WHAT TO WORK ON: The answer must consist only of the lines from the line with "If you could mark the shadow" to the line with "Query: shadow on lawn", both included, exactly as they stand below.

-------- DATASET ENTRIES --------

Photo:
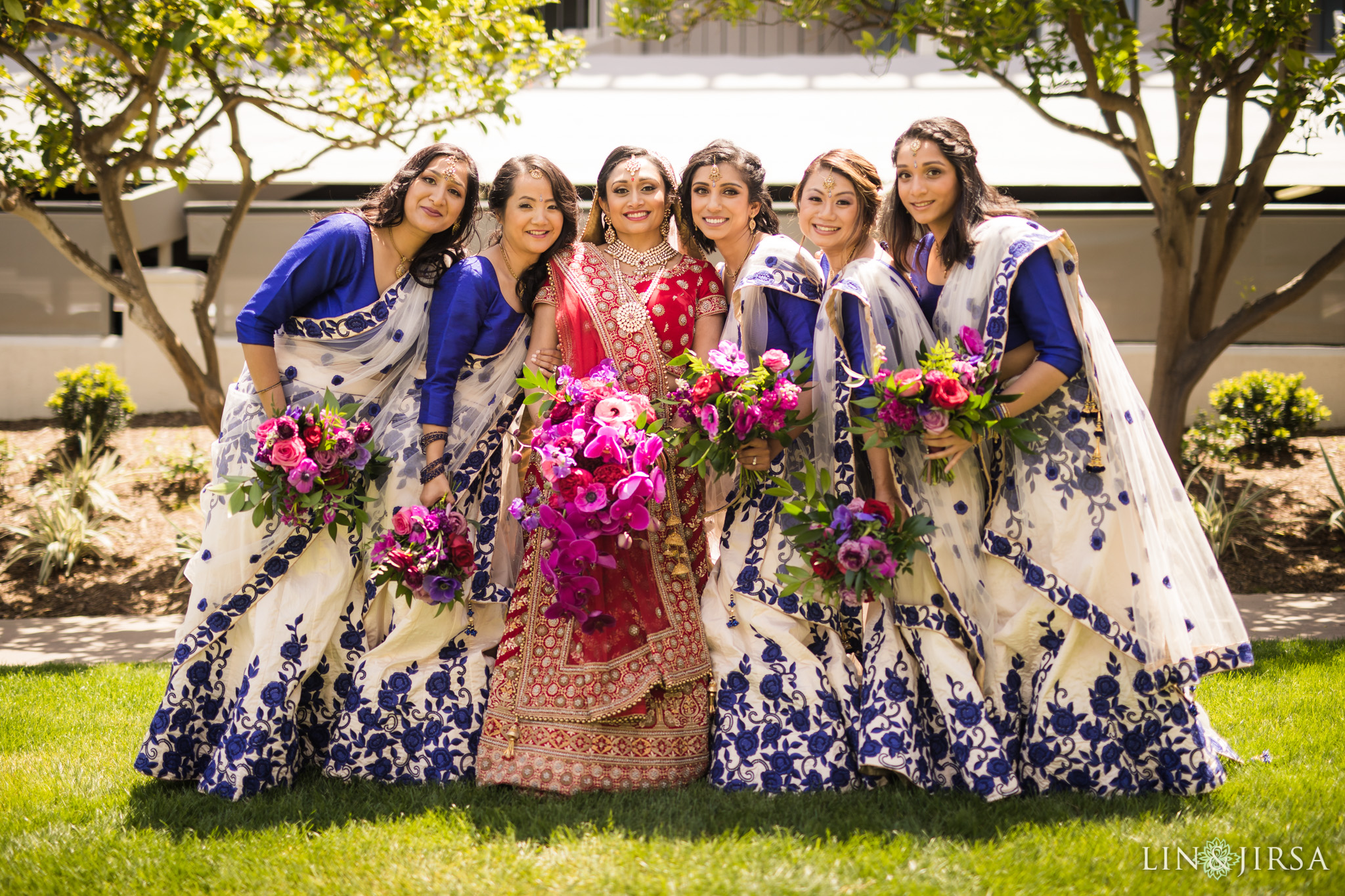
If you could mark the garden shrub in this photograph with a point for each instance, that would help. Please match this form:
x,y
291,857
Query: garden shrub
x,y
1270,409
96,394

--------
-------- DATASET ENTRIES --------

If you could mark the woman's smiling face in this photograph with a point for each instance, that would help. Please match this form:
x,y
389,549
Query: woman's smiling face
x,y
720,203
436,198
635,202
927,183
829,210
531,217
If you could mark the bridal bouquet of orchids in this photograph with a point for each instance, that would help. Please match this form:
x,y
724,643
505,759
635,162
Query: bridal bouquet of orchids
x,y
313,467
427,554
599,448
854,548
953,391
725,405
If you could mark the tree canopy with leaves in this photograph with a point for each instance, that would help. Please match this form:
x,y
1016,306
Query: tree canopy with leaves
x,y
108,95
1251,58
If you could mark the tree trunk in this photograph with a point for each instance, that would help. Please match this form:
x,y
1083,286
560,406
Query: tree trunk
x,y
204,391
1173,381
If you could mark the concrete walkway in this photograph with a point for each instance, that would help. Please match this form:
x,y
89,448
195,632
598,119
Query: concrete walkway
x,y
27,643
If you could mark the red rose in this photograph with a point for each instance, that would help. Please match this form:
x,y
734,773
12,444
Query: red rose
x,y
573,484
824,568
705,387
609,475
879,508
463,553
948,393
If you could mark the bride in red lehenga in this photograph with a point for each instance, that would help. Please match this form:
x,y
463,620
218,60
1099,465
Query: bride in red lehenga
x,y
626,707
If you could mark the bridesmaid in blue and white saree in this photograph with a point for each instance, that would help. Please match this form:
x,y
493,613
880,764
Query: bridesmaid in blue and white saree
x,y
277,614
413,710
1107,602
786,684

--------
-------- DATASET ENTRIES --------

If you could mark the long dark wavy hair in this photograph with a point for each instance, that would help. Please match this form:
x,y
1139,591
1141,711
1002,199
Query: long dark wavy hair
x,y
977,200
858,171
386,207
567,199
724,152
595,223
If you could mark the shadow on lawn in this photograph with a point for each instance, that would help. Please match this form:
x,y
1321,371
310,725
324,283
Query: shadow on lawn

--------

EXERCISE RESULT:
If you could mark the shadow on lawn in this photograph with a point for each instance, that would help. Please match this form:
x,y
1321,371
310,725
324,283
Query: shadow on lawn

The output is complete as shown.